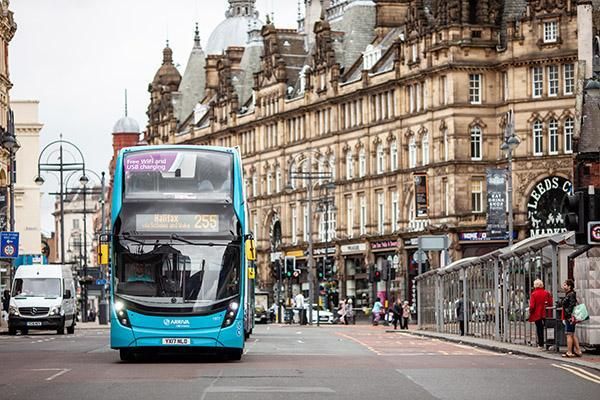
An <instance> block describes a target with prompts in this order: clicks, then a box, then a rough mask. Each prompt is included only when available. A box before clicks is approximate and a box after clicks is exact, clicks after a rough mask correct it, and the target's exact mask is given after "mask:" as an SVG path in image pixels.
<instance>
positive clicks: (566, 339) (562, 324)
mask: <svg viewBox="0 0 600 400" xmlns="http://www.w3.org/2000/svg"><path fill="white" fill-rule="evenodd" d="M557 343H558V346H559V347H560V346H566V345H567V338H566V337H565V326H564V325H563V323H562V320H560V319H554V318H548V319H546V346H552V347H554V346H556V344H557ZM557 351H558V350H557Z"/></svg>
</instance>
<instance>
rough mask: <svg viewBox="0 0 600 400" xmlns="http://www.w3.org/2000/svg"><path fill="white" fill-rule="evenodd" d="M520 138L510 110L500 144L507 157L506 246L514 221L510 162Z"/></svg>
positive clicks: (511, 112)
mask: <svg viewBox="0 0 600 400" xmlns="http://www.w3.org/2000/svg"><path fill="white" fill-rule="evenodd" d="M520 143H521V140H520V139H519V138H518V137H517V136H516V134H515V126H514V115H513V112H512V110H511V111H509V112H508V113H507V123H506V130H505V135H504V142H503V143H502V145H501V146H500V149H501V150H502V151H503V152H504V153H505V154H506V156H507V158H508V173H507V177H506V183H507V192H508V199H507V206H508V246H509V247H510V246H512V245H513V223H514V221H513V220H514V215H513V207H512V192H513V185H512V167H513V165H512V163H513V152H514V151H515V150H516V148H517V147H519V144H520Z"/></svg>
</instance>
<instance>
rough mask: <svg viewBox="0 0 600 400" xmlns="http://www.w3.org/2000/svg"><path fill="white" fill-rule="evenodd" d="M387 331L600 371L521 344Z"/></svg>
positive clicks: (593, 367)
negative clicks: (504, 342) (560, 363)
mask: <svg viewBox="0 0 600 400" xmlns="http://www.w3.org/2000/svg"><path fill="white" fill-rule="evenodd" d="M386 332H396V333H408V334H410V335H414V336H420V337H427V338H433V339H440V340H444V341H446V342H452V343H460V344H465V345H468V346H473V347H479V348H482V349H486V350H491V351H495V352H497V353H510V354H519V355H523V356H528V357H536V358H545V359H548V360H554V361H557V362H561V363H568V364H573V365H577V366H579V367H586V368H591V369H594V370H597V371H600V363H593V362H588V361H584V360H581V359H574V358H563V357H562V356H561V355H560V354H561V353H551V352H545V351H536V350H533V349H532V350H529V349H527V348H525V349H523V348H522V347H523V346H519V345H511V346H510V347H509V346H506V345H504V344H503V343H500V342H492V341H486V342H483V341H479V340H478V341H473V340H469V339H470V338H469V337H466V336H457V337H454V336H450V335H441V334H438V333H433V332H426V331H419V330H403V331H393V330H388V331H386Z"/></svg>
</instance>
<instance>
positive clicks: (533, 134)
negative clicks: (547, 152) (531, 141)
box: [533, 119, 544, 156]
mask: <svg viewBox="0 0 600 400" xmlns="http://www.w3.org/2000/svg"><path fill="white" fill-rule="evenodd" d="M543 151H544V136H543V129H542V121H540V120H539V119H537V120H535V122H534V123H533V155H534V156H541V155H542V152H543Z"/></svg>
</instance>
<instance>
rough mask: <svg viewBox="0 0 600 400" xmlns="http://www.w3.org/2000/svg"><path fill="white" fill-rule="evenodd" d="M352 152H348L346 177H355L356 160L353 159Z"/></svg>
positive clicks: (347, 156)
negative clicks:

Directions: Restate exactly, and only, every line from the one that contains "negative clicks: (547, 152) (531, 141)" through the last line of the records.

Answer to the exercise:
negative clicks: (547, 152) (531, 141)
box: [533, 119, 544, 156]
mask: <svg viewBox="0 0 600 400" xmlns="http://www.w3.org/2000/svg"><path fill="white" fill-rule="evenodd" d="M543 151H544V136H543V129H542V121H540V120H539V119H537V120H535V122H534V123H533V155H534V156H541V155H542V152H543Z"/></svg>
</instance>
<instance>
rough mask: <svg viewBox="0 0 600 400" xmlns="http://www.w3.org/2000/svg"><path fill="white" fill-rule="evenodd" d="M352 152H348L346 177H355L356 160L353 159Z"/></svg>
positive clicks: (347, 156)
negative clicks:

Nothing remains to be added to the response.